List each line of the entries below that contains the string "construction".

PROVIDED DATA:
------------------------------------------------------------

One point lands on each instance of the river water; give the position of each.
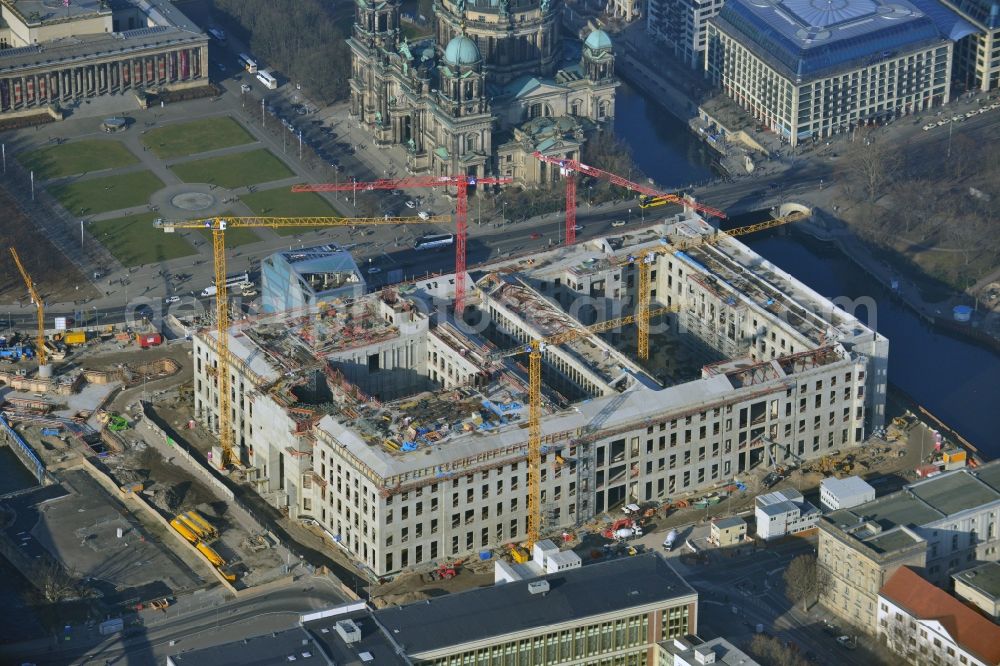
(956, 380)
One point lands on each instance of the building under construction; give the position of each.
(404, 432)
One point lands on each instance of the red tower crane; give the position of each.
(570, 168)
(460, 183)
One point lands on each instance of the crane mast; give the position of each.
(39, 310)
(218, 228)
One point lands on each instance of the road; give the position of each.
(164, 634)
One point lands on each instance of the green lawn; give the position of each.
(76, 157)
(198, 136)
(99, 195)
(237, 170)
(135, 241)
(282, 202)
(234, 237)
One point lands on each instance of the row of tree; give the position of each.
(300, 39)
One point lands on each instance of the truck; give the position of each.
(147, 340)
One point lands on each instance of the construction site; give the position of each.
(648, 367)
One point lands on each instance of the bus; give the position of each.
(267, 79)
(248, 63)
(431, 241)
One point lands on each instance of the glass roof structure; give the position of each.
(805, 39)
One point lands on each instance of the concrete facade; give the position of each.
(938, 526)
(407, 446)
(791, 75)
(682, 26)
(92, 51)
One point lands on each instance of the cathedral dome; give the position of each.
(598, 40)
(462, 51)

------------------------------------------------------------

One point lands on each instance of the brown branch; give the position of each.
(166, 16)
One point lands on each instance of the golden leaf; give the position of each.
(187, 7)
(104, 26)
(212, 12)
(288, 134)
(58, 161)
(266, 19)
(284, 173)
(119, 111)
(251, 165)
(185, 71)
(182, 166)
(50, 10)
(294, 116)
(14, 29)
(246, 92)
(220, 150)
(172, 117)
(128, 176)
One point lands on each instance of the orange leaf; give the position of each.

------------------------------------------------------------

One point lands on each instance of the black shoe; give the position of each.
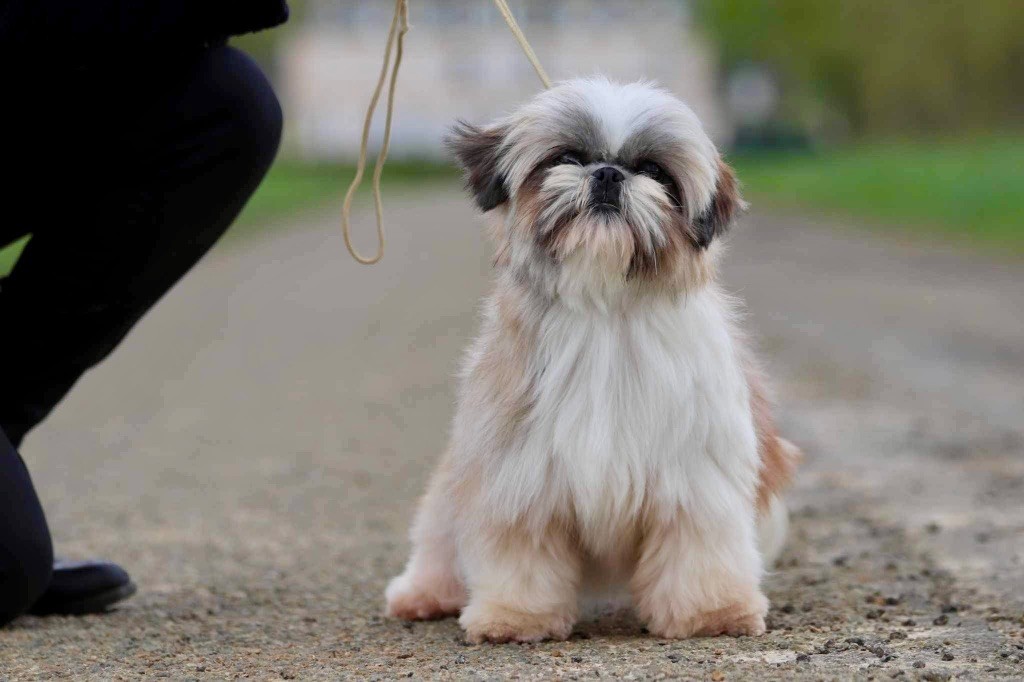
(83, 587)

------------------------------------------------------------

ANSWER TO THE TASK:
One point lands on each instance of the building under construction; give the position of each.
One point lands on each instance of the construction site; give the position of each.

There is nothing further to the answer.